_EXERCISE TASK_: Copy the passage of the MTCNN face detection thread that begins at "However, according to" and ends after "one more time.", and switch every "bounding boxes" in it to "detection boxes".

Is DeepStream suitable for face detection using MTCNN?

Hi,

I am very new to DeepStream. I am seeking for advice. Could you kindly help?

I want to implement a face detection application using MTCNN model with DeepStream running on Jetson Nano. It requires cascading 3 different models: PNet => RNet => ONet. That can be done by chaining the primary GIE with secondary GIEs. The primary GIE will be using PNet model.

However, according to MTCNN algorithm, the input of PNet model must be an image pyramid. That is: each frame of the stream will scaled down to different sizes. Then each scaled image will be fed to PNet. The result bounding boxes will be converted to the original image coordinate. Then doing NMS. Repeating that for all images in the pyramid and gathering all bounding boxes. The collection of bounding boxes will be passed to the NMS one more time.

How could I implement that with DeepStream for the primary GIE?

From what I know about DeepStream, the entire frame dimension will be passed to nvinfer at PGIE by the streammuxer. There seems to be no way to inject custom code in order to build the image pyramid. The only place that I can do customization to nvinfer is at the bounding box parser function. But assuming the pyramid can be built, at the bounding box parser function, I will not know what is the scale factor of the image being inferred in order to convert the bounding boxes into the original image coordinate.

Thanks for your help

Hi @hotribao ,
Sorry for long delay!

I found topics below which can run mtcnn by TRT, seems they both do not mention image pyramid. Coul you share more details about image pyramid?

Thanks!

hi @mchi ,

Thanks a lot for your response. All responses are valuable to me as I am just a new DeepStream learner and have been scratching my head to find a way to fit my application into DeepStreams’ paradigm and still couldn’t find a way out…

Before creating this topic, I searched a lot on this forum for all posts related to DeepStream+MTCNN but couldn’t see anyone who claimed to successfully implement this combination. I saw the post you mentioned as well however it is a standalone TRT application. Instead of writing a standalone TRT application, I would like to use DeepStream in order to utilize all of its accelerators, not just only TRT.

_RAW DATA_:
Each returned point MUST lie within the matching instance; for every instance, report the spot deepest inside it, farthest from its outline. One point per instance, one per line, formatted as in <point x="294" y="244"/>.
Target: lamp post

_COMPLETE OUTPUT_:
However, according to MTCNN algorithm, the input of PNet model must be an image pyramid. That is: each frame of the stream will scaled down to different sizes. Then each scaled image will be fed to PNet. The result detection boxes will be converted to the original image coordinate. Then doing NMS. Repeating that for all images in the pyramid and gathering all detection boxes. The collection of detection boxes will be passed to the NMS one more time.